Decide whether each statement below agrees with the Facts and Procedural History passage. Answer yes or no and quote the deciding words of that passage. (a) Baptist filed its hospital lien in the Mobile Probate Court. (b) The $50,000 paid from the underinsured-motorist coverage is being held in trust by Wood's attorney. (c) A release has been signed for the $25,000 from the liability coverage.
Passage shown section start
Facts and Procedural History
According to the complaint, in October 2022, Wood was a passenger in a vehicle driven by Tracy Horn and owned by Buna Palmer. While traveling in Montgomery County, Horn drove on the wrong side of the road and collided with an oncoming vehicle. Wood was seriously injured in the collision. Wood was initially treated for her injuries at Baptist Medical Center South, and then she was transferred to USA Health University Hospital for further treatment.
On November 4, 2022, USA filed a hospital lien in the Mobile Probate Court in the amount of $51,403.92. See § 35-11-370 et seq., Ala. Code 1975. On November 14, 2023, Baptist filed a hospital lien in the Montgomery Probate Court in the amount of $125,726.30. The liens secured payment for Wood's treatment from any settlement or recovery she might receive on account of her injuries.
Palmer had an insurance policy that provided $25,000 in liability coverage and $50,000 in underinsured-motorist coverage. In July 2023, Wood reached a settlement in principle with Palmer's insurance company for $75,000. The $50,000 from the underinsured-motorist coverage was paid to Wood in July 2023, and it is currently being held in trust by Wood's attorney. Concerning those proceeds, Wood signed a release with the insurance company, releasing the insurance company from further liability but promising to satisfy all liens and subrogation interests, as required by law, from the proceeds. The $25,000 from the liability coverage has not been paid to Wood. It appears that a settlement for that amount has been agreed to in principle, but no release or settlement agreement has been signed, and the insurance company is retaining those proceeds until all liens have been satisfied.
Passage shown section end
Raw data section start
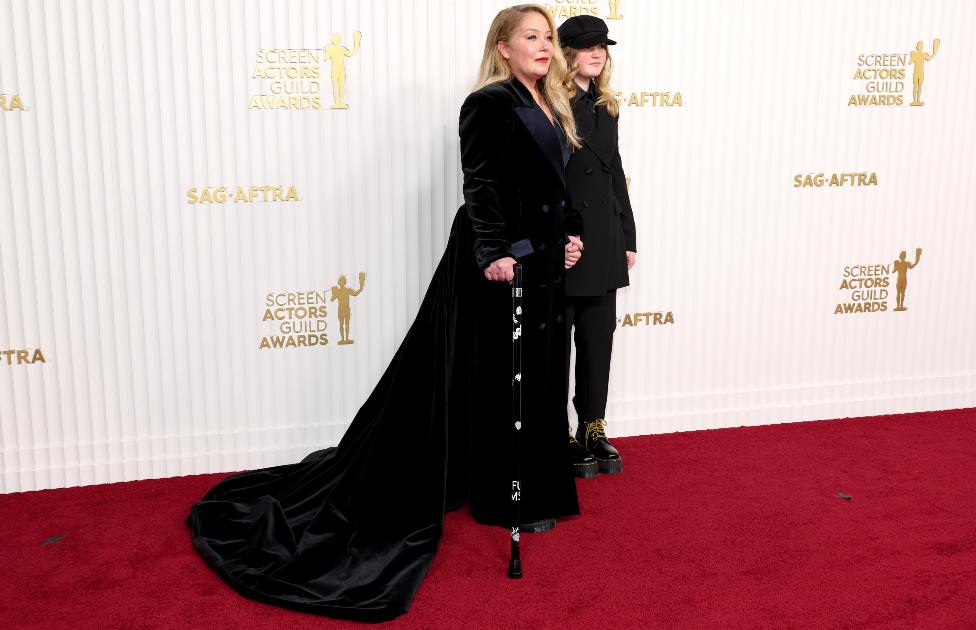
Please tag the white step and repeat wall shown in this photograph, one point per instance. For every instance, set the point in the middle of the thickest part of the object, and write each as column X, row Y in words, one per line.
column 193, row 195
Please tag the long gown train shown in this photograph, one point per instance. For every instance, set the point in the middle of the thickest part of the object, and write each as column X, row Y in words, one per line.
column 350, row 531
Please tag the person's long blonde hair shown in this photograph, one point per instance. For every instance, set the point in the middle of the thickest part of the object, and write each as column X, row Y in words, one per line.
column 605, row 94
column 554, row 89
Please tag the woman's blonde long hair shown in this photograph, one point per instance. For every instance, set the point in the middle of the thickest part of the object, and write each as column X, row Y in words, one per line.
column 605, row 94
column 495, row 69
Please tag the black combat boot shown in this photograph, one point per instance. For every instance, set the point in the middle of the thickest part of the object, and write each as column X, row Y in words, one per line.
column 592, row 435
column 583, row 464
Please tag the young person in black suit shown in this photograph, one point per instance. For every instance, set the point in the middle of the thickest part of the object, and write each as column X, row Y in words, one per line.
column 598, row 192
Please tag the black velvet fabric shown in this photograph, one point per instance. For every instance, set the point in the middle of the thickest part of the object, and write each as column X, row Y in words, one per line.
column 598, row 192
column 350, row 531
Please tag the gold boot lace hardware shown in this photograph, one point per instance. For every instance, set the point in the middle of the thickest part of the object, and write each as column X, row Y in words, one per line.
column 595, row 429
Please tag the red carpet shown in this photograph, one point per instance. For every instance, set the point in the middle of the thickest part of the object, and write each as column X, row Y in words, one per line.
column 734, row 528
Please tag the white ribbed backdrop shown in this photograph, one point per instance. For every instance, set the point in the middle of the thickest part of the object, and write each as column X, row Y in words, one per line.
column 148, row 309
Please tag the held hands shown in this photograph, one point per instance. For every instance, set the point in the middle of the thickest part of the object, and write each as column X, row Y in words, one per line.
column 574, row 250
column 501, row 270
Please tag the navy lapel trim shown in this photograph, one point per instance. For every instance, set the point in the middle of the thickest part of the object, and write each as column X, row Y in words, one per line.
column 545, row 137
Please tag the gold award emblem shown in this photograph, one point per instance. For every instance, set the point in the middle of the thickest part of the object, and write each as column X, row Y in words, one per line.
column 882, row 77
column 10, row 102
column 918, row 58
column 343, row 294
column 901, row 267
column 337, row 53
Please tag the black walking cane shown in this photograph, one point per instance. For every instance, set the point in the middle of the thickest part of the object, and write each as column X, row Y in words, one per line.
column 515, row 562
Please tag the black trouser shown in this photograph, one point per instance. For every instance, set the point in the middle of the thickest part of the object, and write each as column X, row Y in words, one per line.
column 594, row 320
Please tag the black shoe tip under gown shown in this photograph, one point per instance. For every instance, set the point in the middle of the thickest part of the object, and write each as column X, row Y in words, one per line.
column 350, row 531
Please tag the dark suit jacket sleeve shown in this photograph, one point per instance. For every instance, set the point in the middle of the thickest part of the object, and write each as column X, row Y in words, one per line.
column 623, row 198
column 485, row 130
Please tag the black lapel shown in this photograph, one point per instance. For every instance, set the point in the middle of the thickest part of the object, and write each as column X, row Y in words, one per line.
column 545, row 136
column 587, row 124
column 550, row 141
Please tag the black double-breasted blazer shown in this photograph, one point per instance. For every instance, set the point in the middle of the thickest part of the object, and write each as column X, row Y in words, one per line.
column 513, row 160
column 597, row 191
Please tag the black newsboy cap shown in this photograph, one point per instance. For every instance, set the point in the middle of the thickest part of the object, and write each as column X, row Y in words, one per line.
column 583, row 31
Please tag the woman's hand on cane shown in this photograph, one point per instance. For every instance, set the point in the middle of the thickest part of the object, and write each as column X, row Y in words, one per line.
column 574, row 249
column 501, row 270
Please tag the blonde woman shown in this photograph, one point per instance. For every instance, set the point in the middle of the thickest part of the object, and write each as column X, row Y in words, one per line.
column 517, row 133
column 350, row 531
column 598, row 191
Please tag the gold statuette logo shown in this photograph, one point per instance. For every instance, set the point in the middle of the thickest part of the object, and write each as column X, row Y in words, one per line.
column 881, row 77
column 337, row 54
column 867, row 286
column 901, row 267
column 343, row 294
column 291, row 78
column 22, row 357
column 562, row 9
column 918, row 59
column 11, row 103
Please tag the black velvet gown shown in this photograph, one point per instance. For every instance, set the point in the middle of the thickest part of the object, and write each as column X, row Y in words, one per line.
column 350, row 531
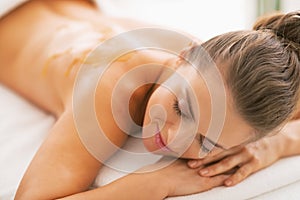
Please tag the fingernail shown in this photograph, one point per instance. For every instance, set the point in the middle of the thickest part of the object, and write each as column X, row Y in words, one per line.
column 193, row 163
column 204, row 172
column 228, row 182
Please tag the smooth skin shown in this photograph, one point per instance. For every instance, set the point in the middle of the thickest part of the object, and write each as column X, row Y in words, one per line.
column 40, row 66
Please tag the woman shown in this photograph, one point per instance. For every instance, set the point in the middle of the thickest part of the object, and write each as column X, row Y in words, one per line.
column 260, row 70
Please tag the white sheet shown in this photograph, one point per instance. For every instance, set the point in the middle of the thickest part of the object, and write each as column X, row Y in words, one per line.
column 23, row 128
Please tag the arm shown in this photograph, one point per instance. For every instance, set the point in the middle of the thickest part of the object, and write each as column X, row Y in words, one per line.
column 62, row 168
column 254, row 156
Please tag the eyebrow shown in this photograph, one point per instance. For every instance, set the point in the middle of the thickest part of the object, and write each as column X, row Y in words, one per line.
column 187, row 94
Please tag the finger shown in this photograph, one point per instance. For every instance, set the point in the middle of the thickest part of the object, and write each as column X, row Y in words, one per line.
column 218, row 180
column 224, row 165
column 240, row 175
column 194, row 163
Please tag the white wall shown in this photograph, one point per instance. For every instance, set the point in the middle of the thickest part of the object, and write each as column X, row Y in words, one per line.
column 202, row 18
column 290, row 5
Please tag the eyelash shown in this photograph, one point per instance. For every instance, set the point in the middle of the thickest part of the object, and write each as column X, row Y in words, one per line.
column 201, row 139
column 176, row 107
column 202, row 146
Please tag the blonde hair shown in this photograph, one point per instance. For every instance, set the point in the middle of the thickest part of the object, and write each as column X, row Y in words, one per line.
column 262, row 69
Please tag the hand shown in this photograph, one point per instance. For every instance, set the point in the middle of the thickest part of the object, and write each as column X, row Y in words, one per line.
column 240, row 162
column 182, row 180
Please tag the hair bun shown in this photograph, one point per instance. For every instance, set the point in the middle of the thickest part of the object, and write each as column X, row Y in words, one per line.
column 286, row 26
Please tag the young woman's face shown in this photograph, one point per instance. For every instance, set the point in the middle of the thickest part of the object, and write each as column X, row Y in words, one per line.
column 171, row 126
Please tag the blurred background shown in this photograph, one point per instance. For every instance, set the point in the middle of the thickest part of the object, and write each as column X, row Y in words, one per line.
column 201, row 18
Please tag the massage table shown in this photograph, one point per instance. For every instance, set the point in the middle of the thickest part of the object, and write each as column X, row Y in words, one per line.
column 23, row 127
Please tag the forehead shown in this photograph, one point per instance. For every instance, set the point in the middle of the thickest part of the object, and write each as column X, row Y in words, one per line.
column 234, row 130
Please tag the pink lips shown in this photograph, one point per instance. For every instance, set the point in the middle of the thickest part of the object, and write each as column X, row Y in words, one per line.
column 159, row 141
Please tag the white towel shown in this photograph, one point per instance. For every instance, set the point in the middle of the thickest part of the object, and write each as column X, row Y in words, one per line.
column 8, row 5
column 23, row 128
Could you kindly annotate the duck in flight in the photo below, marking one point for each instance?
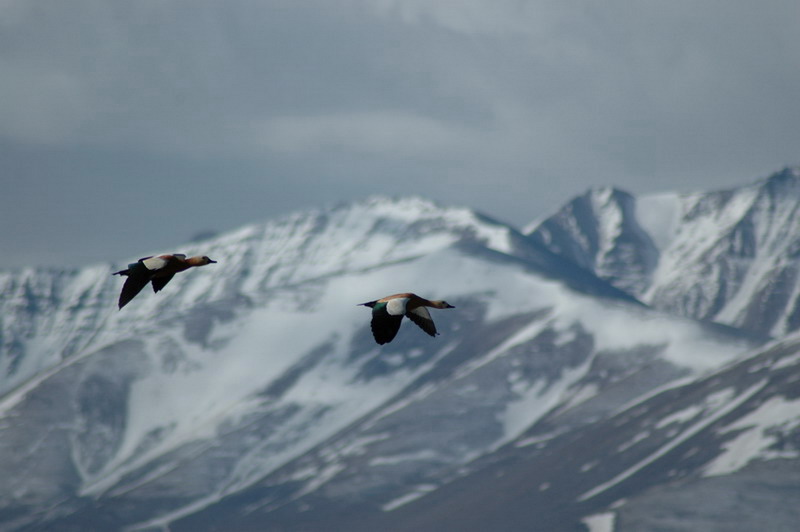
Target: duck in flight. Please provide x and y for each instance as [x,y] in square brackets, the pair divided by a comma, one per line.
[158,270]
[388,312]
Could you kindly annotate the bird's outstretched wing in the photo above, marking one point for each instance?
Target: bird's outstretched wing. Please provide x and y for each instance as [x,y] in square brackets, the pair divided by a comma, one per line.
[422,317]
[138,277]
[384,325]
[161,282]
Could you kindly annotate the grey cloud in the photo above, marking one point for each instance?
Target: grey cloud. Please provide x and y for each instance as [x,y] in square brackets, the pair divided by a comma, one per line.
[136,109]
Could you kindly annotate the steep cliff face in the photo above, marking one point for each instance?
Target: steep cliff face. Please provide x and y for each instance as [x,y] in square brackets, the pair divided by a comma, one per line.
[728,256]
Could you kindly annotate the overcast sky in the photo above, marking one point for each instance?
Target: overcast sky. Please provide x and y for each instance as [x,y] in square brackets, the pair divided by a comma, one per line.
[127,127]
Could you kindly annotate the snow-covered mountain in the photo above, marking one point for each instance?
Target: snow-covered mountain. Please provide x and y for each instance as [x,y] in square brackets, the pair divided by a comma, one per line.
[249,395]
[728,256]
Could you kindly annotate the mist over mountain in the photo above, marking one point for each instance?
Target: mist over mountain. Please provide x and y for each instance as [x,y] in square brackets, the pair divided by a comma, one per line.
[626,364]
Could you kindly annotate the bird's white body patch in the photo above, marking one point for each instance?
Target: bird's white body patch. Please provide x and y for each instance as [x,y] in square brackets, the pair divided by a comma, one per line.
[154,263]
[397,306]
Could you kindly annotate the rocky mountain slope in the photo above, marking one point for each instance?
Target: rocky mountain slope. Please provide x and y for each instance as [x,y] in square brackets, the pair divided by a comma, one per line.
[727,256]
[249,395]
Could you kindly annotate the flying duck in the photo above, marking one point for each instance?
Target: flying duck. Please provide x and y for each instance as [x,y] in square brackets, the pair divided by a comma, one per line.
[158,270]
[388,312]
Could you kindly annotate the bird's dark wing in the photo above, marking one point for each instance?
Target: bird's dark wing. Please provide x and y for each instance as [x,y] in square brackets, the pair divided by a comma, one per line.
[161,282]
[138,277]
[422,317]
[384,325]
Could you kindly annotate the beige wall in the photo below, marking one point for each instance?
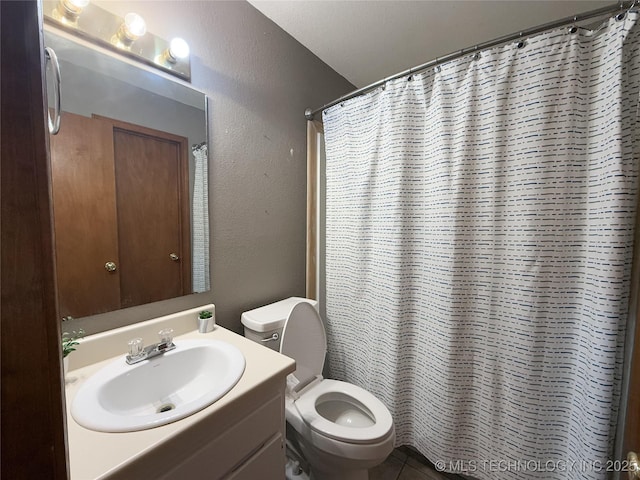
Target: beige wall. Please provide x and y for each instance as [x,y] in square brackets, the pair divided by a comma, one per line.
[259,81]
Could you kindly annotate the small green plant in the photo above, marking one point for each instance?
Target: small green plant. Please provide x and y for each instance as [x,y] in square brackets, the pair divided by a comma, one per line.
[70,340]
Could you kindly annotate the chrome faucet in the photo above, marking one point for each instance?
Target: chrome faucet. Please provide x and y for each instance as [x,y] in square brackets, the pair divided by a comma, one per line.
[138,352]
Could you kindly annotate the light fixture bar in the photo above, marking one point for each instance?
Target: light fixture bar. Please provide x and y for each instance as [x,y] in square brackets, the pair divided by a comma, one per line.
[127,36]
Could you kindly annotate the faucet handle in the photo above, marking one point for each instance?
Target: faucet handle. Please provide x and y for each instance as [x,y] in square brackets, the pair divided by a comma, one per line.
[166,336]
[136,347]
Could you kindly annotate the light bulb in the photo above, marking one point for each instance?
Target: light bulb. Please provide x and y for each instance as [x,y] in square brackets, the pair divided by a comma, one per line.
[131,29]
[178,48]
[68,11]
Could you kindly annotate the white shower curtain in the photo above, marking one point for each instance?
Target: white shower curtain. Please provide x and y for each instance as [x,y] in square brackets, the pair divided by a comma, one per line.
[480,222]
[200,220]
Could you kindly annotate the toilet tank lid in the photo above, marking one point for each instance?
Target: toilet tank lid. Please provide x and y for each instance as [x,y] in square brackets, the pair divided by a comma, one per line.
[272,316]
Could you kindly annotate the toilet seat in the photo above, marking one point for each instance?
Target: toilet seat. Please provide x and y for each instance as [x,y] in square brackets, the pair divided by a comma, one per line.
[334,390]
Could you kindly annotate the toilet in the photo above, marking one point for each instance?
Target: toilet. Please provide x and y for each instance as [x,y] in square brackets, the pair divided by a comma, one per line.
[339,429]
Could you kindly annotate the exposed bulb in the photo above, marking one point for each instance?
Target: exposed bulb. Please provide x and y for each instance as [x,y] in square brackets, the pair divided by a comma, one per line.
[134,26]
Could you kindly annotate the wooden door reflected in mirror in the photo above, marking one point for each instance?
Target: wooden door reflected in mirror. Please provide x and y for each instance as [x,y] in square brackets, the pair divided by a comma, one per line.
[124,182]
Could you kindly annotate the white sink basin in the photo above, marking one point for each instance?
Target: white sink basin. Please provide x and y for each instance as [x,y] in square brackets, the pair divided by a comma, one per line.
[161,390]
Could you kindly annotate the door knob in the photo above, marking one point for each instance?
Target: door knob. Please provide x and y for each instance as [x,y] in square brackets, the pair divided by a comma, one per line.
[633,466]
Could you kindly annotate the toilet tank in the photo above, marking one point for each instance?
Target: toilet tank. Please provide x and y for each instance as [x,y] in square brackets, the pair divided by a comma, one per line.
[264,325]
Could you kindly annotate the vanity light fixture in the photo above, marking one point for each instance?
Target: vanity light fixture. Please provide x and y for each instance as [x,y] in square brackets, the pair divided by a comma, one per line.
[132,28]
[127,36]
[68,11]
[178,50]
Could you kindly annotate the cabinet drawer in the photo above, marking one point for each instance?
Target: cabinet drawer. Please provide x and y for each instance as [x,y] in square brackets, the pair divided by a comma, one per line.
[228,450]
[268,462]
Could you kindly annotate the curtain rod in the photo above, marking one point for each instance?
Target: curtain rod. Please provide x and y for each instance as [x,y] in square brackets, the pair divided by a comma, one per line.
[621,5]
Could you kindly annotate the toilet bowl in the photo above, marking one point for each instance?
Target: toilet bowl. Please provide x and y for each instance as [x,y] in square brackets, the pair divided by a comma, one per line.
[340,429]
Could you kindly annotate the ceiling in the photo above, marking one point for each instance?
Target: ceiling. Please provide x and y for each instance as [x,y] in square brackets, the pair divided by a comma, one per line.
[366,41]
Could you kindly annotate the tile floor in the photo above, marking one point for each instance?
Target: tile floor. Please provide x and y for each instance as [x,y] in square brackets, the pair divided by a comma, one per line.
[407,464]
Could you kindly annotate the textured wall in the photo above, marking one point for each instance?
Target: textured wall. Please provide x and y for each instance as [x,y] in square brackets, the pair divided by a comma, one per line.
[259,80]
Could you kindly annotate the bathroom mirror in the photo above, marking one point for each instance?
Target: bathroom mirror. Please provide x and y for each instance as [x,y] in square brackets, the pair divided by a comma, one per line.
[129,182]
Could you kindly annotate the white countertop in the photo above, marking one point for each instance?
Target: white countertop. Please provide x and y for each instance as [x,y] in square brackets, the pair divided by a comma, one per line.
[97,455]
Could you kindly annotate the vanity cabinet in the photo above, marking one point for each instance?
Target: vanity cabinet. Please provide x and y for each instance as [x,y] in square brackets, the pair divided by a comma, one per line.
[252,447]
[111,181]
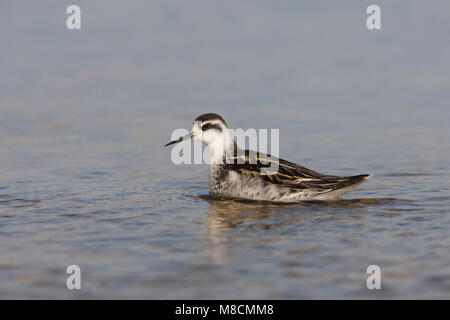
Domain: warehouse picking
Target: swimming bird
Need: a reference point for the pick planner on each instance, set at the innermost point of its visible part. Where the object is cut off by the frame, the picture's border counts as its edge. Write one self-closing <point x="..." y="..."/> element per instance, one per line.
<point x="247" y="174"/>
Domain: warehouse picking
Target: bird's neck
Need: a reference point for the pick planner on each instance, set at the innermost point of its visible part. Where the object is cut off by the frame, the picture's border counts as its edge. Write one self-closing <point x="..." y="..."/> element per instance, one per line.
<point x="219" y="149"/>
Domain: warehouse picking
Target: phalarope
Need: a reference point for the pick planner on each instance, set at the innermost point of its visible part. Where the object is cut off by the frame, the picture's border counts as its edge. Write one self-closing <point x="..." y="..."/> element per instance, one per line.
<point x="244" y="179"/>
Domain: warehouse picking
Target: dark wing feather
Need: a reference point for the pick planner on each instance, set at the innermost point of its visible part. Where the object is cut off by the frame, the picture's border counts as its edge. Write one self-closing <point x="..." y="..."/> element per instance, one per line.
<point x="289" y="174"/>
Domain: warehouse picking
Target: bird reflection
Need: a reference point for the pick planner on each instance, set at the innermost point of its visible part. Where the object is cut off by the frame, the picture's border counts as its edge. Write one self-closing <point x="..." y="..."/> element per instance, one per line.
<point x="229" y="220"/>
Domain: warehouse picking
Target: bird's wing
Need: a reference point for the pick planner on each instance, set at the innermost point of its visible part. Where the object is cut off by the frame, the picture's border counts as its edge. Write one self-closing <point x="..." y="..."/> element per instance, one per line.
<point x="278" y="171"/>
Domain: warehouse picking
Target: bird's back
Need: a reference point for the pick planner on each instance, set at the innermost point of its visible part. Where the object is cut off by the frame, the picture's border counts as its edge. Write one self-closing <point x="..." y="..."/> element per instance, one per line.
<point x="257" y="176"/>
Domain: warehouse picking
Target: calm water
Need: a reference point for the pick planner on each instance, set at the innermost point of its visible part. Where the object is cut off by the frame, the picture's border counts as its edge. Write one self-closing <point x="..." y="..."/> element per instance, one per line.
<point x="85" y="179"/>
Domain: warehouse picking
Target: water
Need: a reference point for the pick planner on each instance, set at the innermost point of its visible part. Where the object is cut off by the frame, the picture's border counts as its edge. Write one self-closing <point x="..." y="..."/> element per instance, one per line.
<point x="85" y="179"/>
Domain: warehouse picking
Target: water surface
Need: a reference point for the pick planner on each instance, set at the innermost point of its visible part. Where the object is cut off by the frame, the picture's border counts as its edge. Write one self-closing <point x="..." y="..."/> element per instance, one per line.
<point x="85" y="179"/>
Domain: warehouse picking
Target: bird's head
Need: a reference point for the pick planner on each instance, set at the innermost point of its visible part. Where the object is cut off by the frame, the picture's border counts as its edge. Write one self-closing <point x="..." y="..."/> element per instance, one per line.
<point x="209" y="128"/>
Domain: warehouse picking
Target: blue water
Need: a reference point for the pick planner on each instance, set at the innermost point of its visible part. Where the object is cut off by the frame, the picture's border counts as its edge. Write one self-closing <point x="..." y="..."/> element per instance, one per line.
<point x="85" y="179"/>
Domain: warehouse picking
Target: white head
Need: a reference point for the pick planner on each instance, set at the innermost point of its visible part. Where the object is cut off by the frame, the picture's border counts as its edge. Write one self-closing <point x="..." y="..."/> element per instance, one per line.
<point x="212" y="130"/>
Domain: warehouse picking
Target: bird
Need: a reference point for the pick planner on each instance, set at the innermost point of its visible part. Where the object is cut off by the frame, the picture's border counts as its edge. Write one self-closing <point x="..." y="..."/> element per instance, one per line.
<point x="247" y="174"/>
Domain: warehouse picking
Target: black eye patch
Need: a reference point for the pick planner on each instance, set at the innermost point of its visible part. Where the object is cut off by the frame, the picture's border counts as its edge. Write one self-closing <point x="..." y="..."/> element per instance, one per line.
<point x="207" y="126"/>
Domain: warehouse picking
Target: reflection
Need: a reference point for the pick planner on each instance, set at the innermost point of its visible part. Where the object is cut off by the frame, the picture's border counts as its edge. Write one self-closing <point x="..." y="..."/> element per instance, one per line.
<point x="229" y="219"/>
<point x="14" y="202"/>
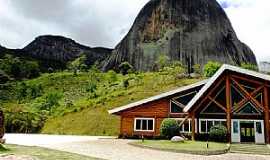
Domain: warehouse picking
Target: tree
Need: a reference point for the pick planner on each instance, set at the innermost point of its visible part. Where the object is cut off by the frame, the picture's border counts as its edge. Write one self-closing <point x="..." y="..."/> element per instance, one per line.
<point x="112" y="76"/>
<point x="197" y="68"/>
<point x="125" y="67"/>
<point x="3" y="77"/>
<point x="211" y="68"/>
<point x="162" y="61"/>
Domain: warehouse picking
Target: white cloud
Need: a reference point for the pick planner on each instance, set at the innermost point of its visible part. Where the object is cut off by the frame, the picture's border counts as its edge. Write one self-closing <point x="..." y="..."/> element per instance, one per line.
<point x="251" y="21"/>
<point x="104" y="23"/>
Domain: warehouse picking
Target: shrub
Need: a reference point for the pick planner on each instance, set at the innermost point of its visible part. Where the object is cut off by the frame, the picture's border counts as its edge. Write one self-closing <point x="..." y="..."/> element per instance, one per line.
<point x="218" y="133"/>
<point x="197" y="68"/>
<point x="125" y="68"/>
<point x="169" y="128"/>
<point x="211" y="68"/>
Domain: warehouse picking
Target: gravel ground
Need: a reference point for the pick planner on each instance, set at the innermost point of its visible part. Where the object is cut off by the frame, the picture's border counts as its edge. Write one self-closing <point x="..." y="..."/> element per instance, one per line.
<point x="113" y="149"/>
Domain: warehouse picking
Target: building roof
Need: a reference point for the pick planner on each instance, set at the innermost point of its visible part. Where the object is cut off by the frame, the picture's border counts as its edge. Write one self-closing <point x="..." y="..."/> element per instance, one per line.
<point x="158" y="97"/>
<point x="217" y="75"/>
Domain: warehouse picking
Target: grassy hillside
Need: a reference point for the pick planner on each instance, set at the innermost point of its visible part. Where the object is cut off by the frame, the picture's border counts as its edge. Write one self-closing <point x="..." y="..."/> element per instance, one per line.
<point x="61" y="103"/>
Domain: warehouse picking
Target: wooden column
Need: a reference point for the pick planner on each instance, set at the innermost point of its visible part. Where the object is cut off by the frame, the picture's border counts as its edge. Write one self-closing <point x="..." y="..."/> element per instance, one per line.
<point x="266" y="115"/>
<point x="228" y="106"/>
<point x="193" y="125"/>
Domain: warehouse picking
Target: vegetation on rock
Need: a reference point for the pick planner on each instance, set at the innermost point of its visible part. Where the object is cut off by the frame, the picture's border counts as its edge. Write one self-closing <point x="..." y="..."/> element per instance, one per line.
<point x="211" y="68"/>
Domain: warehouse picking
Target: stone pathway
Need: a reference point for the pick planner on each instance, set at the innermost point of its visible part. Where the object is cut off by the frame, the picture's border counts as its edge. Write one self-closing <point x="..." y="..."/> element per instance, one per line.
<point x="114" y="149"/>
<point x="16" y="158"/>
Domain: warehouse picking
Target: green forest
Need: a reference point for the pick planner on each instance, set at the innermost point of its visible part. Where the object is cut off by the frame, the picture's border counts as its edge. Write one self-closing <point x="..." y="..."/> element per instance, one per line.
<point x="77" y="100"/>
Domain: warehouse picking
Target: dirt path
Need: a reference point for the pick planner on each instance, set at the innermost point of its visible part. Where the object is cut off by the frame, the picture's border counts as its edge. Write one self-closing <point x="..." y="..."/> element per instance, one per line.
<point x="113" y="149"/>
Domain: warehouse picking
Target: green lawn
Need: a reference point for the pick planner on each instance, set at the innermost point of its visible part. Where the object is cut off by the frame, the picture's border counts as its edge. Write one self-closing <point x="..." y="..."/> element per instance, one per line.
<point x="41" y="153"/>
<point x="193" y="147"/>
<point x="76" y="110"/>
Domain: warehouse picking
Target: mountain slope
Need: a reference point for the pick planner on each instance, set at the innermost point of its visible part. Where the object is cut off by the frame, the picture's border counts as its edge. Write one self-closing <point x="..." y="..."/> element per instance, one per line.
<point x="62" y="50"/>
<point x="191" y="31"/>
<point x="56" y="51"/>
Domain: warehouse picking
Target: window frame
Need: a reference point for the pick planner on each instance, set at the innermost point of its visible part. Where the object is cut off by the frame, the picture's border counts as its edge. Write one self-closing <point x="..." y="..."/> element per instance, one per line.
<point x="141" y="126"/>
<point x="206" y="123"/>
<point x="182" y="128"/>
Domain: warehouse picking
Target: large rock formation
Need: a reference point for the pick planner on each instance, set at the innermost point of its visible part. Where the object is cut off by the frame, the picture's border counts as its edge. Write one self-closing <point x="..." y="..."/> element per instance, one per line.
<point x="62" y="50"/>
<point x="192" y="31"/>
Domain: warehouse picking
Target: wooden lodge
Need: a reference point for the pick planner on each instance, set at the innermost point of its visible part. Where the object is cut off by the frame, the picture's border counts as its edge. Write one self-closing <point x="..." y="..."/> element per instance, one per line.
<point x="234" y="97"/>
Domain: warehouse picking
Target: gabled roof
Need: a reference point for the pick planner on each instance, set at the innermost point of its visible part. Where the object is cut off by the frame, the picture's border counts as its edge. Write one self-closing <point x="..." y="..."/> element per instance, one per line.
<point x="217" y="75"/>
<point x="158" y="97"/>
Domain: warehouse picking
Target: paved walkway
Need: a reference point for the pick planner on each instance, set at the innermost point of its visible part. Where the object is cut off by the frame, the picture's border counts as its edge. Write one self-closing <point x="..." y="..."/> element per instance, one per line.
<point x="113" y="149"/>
Raw data section end
[Result for this exercise]:
(a) No: "Baptist filed a hospital lien in the Montgomery Probate Court in the amount of $125,726.30."
(b) Yes: "it is currently being held in trust by Wood's attorney."
(c) No: "no release or settlement agreement has been signed."